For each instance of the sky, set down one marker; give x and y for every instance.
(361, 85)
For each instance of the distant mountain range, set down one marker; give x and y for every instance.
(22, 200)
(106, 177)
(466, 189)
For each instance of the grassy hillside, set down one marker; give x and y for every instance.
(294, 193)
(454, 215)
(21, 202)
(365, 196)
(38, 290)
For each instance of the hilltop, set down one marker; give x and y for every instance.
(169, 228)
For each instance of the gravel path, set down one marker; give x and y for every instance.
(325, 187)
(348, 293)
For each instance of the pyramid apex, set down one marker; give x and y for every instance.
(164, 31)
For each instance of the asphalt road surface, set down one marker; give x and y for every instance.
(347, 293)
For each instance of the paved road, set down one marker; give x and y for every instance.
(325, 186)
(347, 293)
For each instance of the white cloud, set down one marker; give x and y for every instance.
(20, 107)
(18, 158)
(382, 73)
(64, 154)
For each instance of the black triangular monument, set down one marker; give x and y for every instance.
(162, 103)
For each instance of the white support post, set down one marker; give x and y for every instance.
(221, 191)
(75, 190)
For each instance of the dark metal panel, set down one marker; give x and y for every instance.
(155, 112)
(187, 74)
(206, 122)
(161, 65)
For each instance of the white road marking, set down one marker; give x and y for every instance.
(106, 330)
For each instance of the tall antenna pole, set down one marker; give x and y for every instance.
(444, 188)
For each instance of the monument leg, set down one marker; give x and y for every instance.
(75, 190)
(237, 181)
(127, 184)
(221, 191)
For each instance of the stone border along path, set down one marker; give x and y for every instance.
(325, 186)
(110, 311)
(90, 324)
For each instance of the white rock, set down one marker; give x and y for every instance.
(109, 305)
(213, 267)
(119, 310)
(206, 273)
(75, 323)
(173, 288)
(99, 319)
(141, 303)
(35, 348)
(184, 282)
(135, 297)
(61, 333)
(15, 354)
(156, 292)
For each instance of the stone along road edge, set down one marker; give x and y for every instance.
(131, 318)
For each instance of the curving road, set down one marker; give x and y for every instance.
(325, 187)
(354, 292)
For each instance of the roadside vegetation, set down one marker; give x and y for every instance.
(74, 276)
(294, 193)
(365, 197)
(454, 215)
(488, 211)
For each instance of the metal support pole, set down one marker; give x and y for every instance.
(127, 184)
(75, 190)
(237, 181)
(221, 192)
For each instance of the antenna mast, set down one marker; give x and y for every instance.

Problem description - Extract the whole listing, character for character.

Response to this exercise -
For each instance of the sky, set down one marker; give x and y for every instance.
(361, 85)
For each instance of the distant mountain range, set down one marker; give x and y for every instance.
(22, 200)
(106, 177)
(466, 189)
For each instance of the grassy hillside, set down one marker; give x and y for every instance.
(294, 193)
(454, 215)
(21, 202)
(365, 196)
(38, 290)
For each instance of the hilltop, set down one marker; give x and y for every instance.
(169, 228)
For each instance of the gravel path, set down one marker; give x and y for every instance.
(325, 187)
(348, 293)
For each instance of the pyramid apex, set down one marker; give x and y for every instance.
(164, 31)
For each instance of the asphalt road surface, set down one marker; give x and y for every instance.
(347, 293)
For each instance of the paved road, set down one marker; give x and y for every instance.
(325, 186)
(347, 293)
For each instance of the white cloud, set down one marker; give x and y for every instance.
(20, 107)
(18, 158)
(382, 73)
(64, 154)
For each instance of the black triangular monument, set down one marker; give x and y for every instance.
(162, 103)
For each instance of the white support post, set down one marker; give x and y for every instance.
(221, 191)
(75, 190)
For each instance of the dark metal panel, set down one marker; give x and y for every instance.
(155, 112)
(187, 74)
(206, 122)
(161, 65)
For each instance of the white road marking, set down one marker; give x and y for every instance.
(106, 330)
For each instance of the tall antenna pole, set down one marker; give x and y for every instance.
(444, 188)
For each instance of the monument leg, set down one marker; give x and y for every instance.
(75, 190)
(237, 181)
(127, 184)
(221, 191)
For each instance of the stone border along path, set down one marker; give x and y for every instance.
(325, 186)
(110, 311)
(90, 324)
For each instance of the white rock, set down one marker; give x and y for every instance.
(109, 305)
(213, 267)
(119, 310)
(206, 273)
(75, 323)
(173, 288)
(99, 319)
(141, 303)
(35, 348)
(184, 282)
(135, 297)
(61, 333)
(15, 354)
(156, 292)
For each instance of the stone along road edge, set down one marker; give x and y for every instance.
(131, 318)
For each instance of the curving road, set down one marker; give x and y for every instance.
(325, 187)
(354, 292)
For each instance of the roadside vegetation, set down one marker; give x and y for every instance.
(74, 276)
(294, 193)
(365, 197)
(454, 215)
(488, 211)
For each instance of the metal support pole, set down one marker; give x and y for every instance.
(127, 184)
(75, 190)
(237, 181)
(221, 192)
For each instance of the antenna mast, set down one marker; give x and y for every instance.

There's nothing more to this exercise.